Description of the task: Put the lines of the records below into a JSON list of strings, one string per line and no blank lines. Begin at the line that contains "Cross-reference task — this photo allegedly shows riverbank." and stop after the line that contains "[[0, 476, 149, 548]]".

[begin Records supplied]

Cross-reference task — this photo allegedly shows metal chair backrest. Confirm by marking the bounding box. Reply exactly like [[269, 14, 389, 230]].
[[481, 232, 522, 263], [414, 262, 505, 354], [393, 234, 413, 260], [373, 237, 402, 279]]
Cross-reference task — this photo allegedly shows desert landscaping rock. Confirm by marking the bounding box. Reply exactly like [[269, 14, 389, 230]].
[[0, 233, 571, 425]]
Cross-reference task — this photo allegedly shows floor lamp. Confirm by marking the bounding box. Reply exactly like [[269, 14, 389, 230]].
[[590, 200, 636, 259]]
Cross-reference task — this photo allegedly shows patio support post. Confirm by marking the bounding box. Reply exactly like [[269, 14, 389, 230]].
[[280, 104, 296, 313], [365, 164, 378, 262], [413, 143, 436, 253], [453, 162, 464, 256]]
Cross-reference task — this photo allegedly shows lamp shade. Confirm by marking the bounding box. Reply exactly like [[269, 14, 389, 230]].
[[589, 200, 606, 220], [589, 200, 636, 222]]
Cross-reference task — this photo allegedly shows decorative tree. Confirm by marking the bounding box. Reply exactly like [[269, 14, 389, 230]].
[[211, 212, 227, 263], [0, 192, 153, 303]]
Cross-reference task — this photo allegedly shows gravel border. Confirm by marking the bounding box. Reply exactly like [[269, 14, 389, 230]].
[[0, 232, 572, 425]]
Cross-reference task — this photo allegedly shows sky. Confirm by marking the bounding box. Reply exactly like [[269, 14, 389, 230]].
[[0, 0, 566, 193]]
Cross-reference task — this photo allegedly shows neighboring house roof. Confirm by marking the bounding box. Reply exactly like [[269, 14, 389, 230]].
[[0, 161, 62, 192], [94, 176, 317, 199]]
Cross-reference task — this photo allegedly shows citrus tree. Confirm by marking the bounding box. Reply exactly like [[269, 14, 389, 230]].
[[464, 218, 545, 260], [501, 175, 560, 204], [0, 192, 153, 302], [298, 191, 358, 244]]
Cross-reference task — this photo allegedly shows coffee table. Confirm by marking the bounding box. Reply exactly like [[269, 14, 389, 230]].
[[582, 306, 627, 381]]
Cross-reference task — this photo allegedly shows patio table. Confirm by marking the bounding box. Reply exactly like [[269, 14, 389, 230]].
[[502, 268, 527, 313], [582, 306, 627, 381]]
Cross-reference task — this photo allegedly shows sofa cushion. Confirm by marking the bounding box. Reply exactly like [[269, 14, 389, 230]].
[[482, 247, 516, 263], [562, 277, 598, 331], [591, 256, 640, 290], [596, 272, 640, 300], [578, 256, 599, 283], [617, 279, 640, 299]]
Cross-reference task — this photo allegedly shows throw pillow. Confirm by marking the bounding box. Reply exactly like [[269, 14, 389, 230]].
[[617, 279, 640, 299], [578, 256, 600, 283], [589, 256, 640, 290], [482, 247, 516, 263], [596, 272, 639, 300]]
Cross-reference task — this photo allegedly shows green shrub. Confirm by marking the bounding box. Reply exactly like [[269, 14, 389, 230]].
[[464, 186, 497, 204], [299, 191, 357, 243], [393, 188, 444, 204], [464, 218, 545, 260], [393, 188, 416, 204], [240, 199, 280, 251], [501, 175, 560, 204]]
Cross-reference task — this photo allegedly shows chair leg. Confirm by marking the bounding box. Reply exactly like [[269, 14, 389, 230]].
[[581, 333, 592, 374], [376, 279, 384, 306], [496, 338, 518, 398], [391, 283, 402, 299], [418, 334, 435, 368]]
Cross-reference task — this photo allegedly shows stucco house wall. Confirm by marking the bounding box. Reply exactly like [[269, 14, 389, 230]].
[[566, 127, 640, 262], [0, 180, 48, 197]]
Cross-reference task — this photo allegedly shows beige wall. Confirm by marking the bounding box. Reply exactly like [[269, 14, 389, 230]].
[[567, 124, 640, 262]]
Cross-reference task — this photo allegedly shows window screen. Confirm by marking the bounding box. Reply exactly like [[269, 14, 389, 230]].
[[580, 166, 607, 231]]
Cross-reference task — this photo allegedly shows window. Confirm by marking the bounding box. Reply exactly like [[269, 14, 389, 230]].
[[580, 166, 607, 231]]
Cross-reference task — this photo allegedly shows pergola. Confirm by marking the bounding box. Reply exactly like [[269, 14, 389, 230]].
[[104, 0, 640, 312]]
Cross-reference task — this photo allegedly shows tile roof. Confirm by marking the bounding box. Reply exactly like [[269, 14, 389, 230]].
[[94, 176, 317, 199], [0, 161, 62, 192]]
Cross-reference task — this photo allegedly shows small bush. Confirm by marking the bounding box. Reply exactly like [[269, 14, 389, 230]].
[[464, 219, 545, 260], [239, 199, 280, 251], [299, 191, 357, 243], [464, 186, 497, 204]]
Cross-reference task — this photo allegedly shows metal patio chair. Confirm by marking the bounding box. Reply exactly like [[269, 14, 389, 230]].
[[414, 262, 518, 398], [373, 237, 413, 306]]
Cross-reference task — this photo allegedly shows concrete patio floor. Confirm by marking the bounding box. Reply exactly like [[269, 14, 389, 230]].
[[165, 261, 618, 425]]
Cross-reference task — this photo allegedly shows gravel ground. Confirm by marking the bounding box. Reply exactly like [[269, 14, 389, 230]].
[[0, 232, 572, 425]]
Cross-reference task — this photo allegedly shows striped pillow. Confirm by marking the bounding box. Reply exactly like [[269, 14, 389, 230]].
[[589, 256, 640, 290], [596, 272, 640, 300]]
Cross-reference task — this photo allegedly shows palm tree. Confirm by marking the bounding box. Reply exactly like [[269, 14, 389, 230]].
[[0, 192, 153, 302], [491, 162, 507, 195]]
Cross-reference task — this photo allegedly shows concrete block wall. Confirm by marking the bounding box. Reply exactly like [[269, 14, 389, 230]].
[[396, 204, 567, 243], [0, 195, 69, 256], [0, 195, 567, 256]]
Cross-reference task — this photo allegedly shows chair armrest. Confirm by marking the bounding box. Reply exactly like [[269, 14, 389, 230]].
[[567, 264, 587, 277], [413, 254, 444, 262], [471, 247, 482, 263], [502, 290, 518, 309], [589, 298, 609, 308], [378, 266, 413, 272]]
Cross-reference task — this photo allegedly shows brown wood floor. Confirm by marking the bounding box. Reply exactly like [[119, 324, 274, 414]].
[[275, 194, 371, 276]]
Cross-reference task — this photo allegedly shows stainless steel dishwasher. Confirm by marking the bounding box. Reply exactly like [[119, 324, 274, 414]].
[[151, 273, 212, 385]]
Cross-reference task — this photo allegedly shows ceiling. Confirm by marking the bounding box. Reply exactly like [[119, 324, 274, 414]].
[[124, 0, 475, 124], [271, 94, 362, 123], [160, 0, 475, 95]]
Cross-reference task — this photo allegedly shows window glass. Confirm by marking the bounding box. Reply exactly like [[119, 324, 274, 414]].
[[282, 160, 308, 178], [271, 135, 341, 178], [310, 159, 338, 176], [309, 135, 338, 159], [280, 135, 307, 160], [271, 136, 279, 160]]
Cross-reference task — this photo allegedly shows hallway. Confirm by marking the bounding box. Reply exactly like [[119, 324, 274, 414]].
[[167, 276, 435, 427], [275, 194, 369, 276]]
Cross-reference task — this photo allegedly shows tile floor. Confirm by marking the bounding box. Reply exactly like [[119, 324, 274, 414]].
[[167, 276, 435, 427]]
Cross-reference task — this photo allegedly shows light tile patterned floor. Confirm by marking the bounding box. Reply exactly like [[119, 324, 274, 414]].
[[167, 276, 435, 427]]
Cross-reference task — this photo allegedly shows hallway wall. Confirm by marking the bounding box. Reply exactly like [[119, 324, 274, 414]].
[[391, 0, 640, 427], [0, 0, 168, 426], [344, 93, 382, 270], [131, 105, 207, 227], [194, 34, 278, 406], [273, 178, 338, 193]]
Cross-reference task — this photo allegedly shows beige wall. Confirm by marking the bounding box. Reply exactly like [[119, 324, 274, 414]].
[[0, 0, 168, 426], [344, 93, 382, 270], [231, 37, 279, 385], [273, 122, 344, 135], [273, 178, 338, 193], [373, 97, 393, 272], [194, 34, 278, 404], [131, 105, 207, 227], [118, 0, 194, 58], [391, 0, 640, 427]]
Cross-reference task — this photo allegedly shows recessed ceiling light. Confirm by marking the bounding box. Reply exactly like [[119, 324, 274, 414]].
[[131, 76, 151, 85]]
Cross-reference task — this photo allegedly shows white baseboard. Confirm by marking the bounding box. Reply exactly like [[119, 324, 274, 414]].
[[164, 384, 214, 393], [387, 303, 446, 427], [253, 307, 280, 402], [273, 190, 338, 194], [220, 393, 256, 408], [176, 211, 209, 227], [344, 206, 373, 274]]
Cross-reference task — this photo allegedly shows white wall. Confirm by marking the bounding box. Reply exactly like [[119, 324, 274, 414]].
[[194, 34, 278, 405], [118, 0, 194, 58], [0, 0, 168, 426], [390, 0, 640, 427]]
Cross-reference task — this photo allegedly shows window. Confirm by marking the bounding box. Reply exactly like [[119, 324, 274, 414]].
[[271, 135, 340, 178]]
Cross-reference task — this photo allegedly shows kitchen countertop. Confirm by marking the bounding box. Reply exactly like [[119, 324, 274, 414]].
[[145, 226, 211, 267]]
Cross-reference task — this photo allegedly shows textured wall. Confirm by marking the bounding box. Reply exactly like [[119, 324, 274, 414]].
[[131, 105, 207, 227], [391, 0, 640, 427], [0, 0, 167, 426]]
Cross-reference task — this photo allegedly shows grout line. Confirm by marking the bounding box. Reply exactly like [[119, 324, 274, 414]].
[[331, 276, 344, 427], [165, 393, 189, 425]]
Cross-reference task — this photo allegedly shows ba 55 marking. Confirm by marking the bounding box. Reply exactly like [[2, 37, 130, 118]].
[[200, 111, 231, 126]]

[end Records supplied]
[begin Records supplied]

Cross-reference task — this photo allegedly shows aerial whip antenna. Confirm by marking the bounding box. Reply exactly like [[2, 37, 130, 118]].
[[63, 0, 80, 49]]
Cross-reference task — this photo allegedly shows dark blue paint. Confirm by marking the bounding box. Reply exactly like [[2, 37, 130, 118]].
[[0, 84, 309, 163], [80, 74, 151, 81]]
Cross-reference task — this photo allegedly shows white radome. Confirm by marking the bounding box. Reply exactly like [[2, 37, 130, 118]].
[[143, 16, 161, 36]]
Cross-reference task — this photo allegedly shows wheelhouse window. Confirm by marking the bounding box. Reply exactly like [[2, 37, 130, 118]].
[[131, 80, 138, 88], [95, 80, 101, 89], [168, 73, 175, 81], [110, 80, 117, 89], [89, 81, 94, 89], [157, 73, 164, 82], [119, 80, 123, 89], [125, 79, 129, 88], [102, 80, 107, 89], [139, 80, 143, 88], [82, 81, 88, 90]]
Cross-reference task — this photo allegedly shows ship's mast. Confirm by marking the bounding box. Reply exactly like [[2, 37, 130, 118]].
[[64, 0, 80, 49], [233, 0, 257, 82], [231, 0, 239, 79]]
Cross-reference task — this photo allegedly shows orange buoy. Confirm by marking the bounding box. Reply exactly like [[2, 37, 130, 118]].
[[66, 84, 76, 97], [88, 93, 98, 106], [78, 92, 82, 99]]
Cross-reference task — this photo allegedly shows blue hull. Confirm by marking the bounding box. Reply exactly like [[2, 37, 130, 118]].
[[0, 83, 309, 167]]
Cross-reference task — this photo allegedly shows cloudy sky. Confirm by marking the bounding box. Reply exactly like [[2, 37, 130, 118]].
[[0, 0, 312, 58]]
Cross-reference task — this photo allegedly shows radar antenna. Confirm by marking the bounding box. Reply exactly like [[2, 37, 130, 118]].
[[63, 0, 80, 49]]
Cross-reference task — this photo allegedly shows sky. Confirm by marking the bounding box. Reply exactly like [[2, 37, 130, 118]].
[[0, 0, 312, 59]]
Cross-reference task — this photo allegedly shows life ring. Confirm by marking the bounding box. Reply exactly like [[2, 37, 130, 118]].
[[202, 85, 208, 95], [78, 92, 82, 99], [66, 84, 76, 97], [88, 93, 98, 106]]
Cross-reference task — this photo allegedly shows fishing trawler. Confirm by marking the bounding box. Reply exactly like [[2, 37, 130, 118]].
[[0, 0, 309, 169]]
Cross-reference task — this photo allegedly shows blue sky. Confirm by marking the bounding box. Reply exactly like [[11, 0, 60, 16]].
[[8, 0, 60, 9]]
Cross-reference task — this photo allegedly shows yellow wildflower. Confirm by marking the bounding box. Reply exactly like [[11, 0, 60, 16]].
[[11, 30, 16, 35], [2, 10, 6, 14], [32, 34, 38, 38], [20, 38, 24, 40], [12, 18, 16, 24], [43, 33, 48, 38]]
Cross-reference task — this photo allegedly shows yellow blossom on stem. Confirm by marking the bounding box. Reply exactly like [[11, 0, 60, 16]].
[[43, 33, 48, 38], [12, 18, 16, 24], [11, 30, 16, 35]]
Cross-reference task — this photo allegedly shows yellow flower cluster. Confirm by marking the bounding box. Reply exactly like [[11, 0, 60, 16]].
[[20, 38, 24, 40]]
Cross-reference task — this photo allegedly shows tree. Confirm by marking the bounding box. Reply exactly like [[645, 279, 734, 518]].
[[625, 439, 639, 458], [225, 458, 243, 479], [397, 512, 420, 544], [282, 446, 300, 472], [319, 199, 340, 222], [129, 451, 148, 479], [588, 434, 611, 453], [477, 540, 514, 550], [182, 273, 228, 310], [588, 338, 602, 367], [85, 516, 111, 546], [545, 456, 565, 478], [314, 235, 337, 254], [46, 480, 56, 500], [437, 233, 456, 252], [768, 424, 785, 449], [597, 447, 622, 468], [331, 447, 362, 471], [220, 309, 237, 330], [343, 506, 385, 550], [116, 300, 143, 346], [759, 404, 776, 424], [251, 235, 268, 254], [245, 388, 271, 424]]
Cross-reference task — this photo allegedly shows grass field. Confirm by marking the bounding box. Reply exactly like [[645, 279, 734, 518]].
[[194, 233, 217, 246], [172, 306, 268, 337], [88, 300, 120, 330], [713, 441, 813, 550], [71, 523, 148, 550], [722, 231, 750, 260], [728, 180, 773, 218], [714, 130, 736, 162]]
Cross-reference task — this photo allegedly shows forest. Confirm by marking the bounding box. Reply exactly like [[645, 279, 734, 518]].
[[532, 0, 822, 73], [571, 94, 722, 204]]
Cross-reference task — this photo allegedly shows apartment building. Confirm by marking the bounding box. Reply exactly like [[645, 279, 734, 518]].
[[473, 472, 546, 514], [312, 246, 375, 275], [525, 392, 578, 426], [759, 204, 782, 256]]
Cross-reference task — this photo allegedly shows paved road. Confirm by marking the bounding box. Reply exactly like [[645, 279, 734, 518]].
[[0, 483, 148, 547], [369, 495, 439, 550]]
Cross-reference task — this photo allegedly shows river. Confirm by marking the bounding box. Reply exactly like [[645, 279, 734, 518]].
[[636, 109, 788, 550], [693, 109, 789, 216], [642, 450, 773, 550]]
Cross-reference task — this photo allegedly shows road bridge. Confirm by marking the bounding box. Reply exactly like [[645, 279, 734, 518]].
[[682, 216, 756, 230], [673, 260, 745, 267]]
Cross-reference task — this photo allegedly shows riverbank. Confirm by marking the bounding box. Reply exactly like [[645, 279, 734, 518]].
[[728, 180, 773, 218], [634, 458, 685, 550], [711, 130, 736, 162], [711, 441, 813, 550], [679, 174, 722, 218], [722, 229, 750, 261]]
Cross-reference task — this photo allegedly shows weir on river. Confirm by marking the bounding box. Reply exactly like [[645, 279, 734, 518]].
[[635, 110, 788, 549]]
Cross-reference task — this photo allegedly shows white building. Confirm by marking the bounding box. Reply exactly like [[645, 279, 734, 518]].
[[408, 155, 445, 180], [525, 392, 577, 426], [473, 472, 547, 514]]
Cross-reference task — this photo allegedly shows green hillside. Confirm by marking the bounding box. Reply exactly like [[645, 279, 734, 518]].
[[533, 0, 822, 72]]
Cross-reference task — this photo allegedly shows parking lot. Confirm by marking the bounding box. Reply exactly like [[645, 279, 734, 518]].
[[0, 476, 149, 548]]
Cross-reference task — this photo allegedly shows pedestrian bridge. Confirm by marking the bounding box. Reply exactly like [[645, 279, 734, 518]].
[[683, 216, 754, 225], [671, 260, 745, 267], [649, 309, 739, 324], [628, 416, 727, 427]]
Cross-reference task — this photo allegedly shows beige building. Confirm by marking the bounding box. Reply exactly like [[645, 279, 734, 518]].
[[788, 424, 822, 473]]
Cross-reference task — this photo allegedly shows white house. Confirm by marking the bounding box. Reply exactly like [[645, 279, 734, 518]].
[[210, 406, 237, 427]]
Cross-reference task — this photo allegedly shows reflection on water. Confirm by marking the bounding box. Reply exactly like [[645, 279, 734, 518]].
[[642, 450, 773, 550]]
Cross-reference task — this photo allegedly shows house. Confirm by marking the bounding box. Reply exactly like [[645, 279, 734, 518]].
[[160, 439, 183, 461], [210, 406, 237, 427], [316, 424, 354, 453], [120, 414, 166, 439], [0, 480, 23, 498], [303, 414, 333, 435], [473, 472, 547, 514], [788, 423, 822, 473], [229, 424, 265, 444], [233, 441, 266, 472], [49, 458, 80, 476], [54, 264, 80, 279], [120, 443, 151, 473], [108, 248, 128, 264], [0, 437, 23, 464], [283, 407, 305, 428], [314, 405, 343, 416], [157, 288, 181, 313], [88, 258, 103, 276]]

[end Records supplied]

Task solution:
[
  "Cross-reference task — this photo allegedly shows riverbank. Confirm by marking the bounding box. Reply exactly like [[645, 279, 734, 518]].",
  "[[728, 180, 773, 218], [634, 458, 685, 550], [711, 130, 736, 162], [711, 441, 813, 550], [679, 174, 722, 218], [722, 229, 750, 261]]",
  "Cross-reference task — this photo allegedly shows weir on river. Confirm by marking the bounding box. Reply exactly like [[645, 279, 734, 518]].",
  "[[635, 110, 788, 549]]",
  "Cross-reference task — this photo allegedly shows white building. Confirm by marking the bounding box. Reply exactly like [[645, 279, 734, 518]].",
  "[[408, 155, 445, 180], [525, 392, 577, 426], [473, 472, 547, 514]]",
  "Cross-reference task — this photo allegedly shows green hillside. Confirm by marking the bounding box. Reply exactly like [[645, 279, 734, 518]].",
  "[[533, 0, 822, 72]]",
  "Cross-reference task — this photo allegedly shows parking lot. Confirm by marking the bounding box. Reply exactly like [[645, 279, 734, 518]].",
  "[[0, 476, 149, 548]]"
]